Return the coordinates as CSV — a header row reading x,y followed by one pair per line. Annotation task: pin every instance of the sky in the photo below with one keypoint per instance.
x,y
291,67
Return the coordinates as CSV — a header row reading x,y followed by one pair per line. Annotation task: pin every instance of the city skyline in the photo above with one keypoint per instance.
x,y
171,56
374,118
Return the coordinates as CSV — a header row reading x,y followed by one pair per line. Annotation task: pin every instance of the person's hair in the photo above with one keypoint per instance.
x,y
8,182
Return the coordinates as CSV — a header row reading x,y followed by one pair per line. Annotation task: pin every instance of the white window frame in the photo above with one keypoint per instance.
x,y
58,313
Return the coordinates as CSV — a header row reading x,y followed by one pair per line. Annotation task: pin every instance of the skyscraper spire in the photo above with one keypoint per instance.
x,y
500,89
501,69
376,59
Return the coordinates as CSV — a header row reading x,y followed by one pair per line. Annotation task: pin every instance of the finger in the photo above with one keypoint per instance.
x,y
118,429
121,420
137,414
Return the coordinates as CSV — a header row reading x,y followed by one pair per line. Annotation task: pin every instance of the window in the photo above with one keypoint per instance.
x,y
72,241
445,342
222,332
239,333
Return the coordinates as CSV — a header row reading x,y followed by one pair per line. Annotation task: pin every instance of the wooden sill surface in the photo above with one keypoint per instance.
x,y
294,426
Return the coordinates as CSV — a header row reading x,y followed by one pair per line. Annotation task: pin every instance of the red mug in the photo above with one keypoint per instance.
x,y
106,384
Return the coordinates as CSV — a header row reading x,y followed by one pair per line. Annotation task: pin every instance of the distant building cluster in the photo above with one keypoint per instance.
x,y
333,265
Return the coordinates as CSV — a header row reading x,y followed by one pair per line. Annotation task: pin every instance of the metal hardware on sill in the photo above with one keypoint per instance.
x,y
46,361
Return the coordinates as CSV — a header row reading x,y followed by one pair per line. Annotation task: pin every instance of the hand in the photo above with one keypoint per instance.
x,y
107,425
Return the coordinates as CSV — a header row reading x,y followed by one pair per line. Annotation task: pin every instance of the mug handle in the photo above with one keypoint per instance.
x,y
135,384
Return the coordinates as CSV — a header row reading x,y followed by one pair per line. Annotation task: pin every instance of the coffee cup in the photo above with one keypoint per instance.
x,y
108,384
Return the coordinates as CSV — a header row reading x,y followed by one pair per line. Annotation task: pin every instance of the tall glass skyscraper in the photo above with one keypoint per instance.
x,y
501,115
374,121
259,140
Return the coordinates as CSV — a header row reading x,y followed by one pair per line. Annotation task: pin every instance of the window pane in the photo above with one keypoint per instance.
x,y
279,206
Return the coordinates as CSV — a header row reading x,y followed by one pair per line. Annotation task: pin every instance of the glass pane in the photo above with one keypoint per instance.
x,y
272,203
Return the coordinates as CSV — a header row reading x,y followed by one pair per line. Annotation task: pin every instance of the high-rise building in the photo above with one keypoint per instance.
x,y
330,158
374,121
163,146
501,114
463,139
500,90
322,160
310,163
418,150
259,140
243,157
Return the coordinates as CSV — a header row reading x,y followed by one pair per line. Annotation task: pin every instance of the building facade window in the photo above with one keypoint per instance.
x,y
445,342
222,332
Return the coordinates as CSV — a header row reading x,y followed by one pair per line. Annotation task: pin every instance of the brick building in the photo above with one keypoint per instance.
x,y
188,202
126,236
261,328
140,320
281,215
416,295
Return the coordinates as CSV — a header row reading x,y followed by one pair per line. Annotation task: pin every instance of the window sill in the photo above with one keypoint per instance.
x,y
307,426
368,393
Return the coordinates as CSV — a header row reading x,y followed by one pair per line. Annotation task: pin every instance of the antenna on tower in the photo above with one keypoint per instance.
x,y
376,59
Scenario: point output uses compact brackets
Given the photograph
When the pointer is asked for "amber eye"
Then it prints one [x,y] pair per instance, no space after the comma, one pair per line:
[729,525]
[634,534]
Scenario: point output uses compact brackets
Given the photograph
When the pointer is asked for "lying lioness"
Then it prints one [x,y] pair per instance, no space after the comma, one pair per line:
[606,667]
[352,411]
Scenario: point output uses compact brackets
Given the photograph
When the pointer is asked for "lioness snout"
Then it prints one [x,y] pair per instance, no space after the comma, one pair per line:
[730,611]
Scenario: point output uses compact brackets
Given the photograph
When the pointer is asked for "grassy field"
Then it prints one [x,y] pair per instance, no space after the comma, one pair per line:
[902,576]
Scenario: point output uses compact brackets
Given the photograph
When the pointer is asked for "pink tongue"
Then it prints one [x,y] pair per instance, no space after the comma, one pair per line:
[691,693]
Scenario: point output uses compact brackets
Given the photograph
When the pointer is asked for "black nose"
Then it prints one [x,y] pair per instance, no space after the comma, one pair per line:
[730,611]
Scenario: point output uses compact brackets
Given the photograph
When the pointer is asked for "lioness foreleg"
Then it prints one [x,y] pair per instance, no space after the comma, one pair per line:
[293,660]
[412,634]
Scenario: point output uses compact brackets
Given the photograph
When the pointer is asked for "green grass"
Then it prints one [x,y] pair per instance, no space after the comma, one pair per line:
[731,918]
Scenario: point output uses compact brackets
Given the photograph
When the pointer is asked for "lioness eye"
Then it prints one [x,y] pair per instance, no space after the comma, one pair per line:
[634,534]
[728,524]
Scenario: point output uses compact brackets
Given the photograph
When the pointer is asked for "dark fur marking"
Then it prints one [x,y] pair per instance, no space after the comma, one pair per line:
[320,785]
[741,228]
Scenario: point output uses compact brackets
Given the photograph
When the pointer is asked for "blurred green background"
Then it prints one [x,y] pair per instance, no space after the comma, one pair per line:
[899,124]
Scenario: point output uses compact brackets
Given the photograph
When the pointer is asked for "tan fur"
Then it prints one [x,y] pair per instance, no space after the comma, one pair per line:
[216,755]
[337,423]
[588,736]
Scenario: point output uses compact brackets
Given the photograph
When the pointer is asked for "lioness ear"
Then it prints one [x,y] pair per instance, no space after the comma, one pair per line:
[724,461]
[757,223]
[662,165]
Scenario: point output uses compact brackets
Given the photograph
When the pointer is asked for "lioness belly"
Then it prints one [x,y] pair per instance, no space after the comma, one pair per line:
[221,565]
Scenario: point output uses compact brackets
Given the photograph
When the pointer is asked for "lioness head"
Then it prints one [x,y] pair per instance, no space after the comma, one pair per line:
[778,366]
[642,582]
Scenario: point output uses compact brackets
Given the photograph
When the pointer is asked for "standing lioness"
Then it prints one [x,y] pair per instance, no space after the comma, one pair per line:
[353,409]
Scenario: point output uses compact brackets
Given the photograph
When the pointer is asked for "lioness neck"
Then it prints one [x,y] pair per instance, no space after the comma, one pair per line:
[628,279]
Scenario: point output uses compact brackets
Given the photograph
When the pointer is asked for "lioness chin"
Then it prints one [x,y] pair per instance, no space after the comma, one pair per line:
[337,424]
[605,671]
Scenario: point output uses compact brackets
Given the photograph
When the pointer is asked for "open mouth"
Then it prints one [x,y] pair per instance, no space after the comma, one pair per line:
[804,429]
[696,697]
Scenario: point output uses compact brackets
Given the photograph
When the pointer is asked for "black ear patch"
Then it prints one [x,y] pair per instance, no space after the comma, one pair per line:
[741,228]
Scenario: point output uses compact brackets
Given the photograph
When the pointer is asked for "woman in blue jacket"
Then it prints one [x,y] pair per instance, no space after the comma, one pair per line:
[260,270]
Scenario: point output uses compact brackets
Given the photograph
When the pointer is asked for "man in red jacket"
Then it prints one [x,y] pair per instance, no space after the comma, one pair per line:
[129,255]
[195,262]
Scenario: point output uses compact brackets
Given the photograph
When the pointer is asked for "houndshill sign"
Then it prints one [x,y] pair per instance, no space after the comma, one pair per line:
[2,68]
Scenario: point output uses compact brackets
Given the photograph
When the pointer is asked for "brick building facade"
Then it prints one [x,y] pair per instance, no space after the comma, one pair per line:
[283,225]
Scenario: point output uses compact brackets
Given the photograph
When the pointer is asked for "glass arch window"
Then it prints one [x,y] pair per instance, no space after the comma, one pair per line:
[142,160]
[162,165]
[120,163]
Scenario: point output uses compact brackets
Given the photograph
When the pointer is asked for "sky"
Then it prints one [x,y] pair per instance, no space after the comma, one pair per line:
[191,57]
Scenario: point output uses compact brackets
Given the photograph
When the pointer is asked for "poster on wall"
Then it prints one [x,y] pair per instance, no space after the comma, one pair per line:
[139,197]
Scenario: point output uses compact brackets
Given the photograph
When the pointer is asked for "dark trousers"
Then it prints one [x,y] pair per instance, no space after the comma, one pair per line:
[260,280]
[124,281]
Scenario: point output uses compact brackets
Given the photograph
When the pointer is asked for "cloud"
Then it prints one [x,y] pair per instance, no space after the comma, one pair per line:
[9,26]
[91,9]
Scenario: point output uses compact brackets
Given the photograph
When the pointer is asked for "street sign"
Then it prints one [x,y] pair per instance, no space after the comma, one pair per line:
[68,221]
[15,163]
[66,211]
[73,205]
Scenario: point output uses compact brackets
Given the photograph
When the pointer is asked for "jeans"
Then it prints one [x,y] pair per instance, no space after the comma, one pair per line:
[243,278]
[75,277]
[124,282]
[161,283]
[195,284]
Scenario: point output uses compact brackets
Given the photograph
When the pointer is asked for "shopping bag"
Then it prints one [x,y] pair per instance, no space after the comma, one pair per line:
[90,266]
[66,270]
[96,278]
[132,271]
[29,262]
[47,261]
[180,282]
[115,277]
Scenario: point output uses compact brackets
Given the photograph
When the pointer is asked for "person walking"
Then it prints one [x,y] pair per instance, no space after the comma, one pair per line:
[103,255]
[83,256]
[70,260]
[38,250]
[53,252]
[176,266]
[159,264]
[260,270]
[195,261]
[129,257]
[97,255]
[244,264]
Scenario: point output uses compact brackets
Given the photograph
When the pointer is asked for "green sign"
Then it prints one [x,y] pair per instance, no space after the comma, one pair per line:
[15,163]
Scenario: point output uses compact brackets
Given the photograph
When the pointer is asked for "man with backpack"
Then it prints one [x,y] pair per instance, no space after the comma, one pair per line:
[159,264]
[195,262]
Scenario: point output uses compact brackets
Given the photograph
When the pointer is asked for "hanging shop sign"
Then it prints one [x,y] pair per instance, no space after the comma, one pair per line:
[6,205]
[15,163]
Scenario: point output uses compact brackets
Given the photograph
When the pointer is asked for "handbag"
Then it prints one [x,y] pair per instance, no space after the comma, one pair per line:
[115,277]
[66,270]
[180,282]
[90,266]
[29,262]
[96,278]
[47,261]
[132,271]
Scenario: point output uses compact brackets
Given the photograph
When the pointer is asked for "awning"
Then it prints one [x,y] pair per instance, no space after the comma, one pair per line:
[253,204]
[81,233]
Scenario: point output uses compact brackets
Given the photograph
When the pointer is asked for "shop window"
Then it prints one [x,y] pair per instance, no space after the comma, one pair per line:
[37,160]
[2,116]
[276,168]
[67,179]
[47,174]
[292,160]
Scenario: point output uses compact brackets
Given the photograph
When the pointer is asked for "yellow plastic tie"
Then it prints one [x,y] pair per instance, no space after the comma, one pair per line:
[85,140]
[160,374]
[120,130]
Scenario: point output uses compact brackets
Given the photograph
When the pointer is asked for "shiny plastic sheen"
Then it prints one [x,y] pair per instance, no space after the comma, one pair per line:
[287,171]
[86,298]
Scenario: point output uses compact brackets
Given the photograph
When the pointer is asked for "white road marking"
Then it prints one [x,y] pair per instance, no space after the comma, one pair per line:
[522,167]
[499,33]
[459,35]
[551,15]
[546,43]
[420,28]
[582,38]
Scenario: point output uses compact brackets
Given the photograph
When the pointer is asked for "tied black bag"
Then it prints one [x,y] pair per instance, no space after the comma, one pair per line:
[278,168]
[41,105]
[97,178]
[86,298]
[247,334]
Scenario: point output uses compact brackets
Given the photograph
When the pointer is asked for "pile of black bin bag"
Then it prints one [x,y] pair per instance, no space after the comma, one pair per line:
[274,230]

───

**BRIEF:** Each line in the data above either holds "dark" or does not. State how many do, as a bare number.

**RESULT OF THIS TASK:** 2